Fluentfriends Newsletter June 2013::The Insider

The French Macaroon

The Great French Bake-off

My love affair began on a girly weekend in Paris when, on a cold November’s day, after visiting several museums, we were led to the renowned Parisian bakery Ladurée. Here an endless array of ganache, buttercream and jam filled macaroons awaited us. From classics such as Vanilla, Rose and Chocolate, to heavenly Salted Butter Caramel....

....Orange blossom and seasonal favourites Strawberry Mint, Basil Lime and Yuzu-Gimgebre, all were presented beautifully and available for purchase alone or in box selections, to be devoured there and then or shared at a later date.

For those who have never experienced the French macaroon*, it is a spectacularly coloured, light and sophisticated almond based meringue ‘sandwich’ that oozes deliciousness at every bite.

Nine months later a dear friend from our Paris trip walked down the aisle and I was asked to recreate the perfect French raspberry and pistachio macaroon as a wedding favour for 120 guests. So, my journey of discovery into the macaroon, its history, intricacies and obscure origins began….

It is all said to have started in Italy, when the first macaroons were considered to be almond meringue biscuits similar to today’s Amaretti. Originating from the Neapolitan dialectal word for paste ‘macarrone’ (also used for pasta), some culinary experts argue that the macaroon can be traced to an Italian monastery where they were allegedly modelled on monks’ belly buttons.

________________

* [Task item]: Write out everything in the macaroon newsletter from "My love affair began" down to "at every bite.", word for word.

________________

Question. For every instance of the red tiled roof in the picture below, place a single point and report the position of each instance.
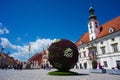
(83, 39)
(114, 24)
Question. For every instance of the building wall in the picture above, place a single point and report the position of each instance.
(109, 56)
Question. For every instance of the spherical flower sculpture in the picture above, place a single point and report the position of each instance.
(63, 55)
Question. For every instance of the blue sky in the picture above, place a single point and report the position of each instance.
(39, 22)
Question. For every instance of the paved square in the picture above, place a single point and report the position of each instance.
(41, 74)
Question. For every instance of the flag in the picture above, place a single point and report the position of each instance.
(29, 48)
(90, 54)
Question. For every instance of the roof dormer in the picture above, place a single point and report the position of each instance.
(111, 30)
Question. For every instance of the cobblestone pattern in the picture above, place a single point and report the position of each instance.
(41, 74)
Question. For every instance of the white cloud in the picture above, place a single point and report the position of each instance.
(22, 51)
(3, 30)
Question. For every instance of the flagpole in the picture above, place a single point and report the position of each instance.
(29, 48)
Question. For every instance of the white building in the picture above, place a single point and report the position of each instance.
(101, 41)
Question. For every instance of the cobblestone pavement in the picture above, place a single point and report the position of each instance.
(40, 74)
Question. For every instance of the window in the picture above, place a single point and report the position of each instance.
(90, 25)
(101, 42)
(92, 38)
(103, 50)
(113, 39)
(79, 55)
(105, 64)
(96, 25)
(111, 30)
(118, 64)
(114, 47)
(91, 31)
(84, 53)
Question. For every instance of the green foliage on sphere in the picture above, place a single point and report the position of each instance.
(63, 55)
(94, 64)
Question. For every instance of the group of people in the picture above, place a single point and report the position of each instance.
(18, 66)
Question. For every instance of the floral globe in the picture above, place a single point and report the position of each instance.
(63, 55)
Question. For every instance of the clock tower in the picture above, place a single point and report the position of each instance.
(93, 25)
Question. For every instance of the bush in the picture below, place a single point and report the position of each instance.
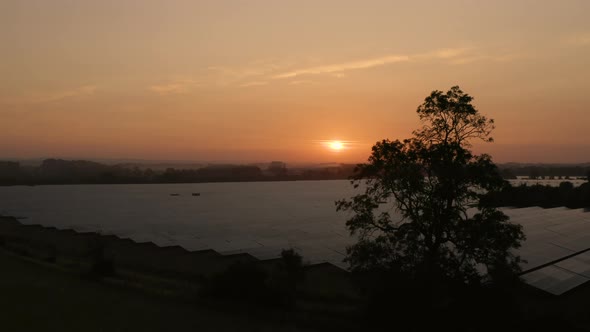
(100, 265)
(251, 282)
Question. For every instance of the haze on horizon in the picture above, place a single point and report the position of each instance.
(269, 80)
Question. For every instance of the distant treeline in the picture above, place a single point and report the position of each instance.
(58, 171)
(510, 171)
(544, 196)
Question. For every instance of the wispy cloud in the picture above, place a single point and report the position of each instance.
(85, 90)
(301, 82)
(337, 69)
(49, 97)
(581, 39)
(178, 86)
(345, 66)
(253, 83)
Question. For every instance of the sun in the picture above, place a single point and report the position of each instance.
(336, 145)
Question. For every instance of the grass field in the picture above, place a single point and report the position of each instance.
(37, 298)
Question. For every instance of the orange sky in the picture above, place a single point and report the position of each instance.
(269, 80)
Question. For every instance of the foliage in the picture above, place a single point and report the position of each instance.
(435, 182)
(254, 283)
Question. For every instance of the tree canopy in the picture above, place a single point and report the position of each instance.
(441, 229)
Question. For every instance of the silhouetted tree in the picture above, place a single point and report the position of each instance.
(446, 234)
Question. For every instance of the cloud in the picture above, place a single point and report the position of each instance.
(254, 83)
(301, 82)
(85, 90)
(176, 87)
(345, 66)
(337, 69)
(578, 39)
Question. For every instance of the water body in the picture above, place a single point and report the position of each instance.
(260, 218)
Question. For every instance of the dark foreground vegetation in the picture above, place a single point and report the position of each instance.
(58, 171)
(80, 284)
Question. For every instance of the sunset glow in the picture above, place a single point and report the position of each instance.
(224, 81)
(336, 145)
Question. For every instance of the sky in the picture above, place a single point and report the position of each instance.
(251, 81)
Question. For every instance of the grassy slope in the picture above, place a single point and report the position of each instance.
(35, 298)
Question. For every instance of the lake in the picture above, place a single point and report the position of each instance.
(259, 218)
(256, 217)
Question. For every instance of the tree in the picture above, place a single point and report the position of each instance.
(445, 233)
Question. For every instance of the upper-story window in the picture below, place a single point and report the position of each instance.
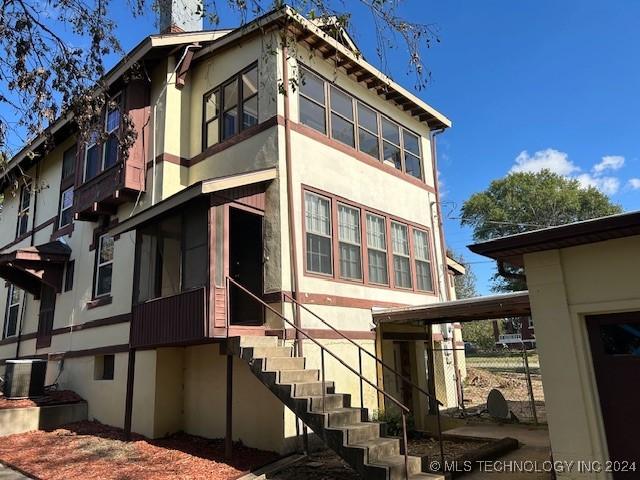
(12, 314)
(99, 156)
(231, 107)
(65, 211)
(318, 228)
(357, 125)
(104, 266)
(24, 204)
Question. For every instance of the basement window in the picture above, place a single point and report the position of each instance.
(103, 367)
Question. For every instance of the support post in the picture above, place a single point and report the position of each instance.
(228, 439)
(128, 407)
(431, 370)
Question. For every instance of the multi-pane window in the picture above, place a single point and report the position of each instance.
(318, 229)
(231, 107)
(104, 266)
(12, 315)
(100, 156)
(401, 256)
(321, 103)
(312, 102)
(377, 249)
(422, 259)
(368, 131)
(391, 143)
(112, 129)
(23, 209)
(342, 121)
(66, 207)
(349, 240)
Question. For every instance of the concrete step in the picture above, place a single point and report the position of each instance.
(309, 389)
(274, 364)
(297, 376)
(249, 353)
(327, 403)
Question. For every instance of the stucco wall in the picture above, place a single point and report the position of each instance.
(564, 286)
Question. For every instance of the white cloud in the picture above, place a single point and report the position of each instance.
(558, 162)
(609, 162)
(550, 159)
(607, 185)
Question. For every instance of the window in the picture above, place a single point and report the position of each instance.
(361, 127)
(391, 143)
(318, 229)
(349, 241)
(100, 156)
(342, 121)
(66, 207)
(312, 102)
(422, 260)
(68, 275)
(112, 129)
(104, 367)
(104, 266)
(377, 249)
(401, 259)
(23, 209)
(230, 108)
(12, 315)
(368, 132)
(411, 144)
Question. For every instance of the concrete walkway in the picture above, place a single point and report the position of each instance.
(7, 473)
(535, 448)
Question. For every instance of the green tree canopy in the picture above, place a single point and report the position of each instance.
(527, 201)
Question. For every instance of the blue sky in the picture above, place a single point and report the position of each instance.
(527, 84)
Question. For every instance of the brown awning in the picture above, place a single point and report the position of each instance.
(512, 248)
(30, 267)
(514, 304)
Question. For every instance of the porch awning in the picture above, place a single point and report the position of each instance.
(514, 304)
(30, 267)
(201, 188)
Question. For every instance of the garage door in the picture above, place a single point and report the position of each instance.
(615, 349)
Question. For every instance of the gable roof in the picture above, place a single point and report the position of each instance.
(512, 248)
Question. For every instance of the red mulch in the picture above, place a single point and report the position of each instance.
(50, 398)
(89, 450)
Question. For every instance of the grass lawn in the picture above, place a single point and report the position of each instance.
(89, 450)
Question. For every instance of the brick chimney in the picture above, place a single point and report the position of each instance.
(180, 15)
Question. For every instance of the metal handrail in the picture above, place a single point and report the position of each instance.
(400, 405)
(384, 365)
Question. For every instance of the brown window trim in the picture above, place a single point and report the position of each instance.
(335, 276)
(220, 88)
(327, 111)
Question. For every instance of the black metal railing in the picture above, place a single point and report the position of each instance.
(323, 350)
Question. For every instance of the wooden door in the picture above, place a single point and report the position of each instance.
(615, 351)
(45, 317)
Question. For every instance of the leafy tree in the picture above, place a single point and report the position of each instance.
(45, 74)
(527, 201)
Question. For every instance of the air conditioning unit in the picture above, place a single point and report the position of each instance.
(24, 378)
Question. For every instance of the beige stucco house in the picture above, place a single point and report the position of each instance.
(585, 300)
(128, 272)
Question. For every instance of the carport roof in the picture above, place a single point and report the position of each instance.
(515, 304)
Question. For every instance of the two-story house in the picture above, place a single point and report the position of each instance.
(279, 187)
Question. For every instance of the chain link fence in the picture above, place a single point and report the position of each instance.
(515, 373)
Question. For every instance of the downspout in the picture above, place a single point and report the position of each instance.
(291, 216)
(23, 308)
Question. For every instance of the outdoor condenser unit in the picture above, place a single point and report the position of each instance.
(24, 378)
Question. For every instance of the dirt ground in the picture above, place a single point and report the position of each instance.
(89, 450)
(480, 382)
(51, 398)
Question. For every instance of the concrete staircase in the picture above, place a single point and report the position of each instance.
(344, 429)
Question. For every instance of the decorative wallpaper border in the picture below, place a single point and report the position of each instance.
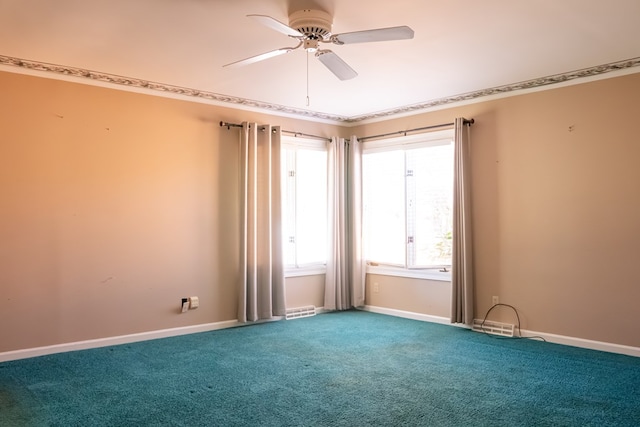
(212, 96)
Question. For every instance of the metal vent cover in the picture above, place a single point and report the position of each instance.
(493, 328)
(298, 312)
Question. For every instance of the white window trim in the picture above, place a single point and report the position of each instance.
(293, 143)
(422, 273)
(427, 139)
(317, 270)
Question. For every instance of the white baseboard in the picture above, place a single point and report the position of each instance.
(584, 343)
(553, 338)
(408, 314)
(166, 333)
(122, 339)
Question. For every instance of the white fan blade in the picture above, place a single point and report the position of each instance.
(274, 24)
(260, 57)
(378, 35)
(336, 65)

________________

* [The answer]:
My love affair began on a girly weekend in Paris when, on a cold November’s day, after visiting several museums, we were led to the renowned Parisian bakery Ladurée. Here an endless array of ganache, buttercream and jam filled macaroons awaited us. From classics such as Vanilla, Rose and Chocolate, to heavenly Salted Butter Caramel....

....Orange blossom and seasonal favourites Strawberry Mint, Basil Lime and Yuzu-Gimgebre, all were presented beautifully and available for purchase alone or in box selections, to be devoured there and then or shared at a later date.

For those who have never experienced the French macaroon*, it is a spectacularly coloured, light and sophisticated almond based meringue ‘sandwich’ that oozes deliciousness at every bite.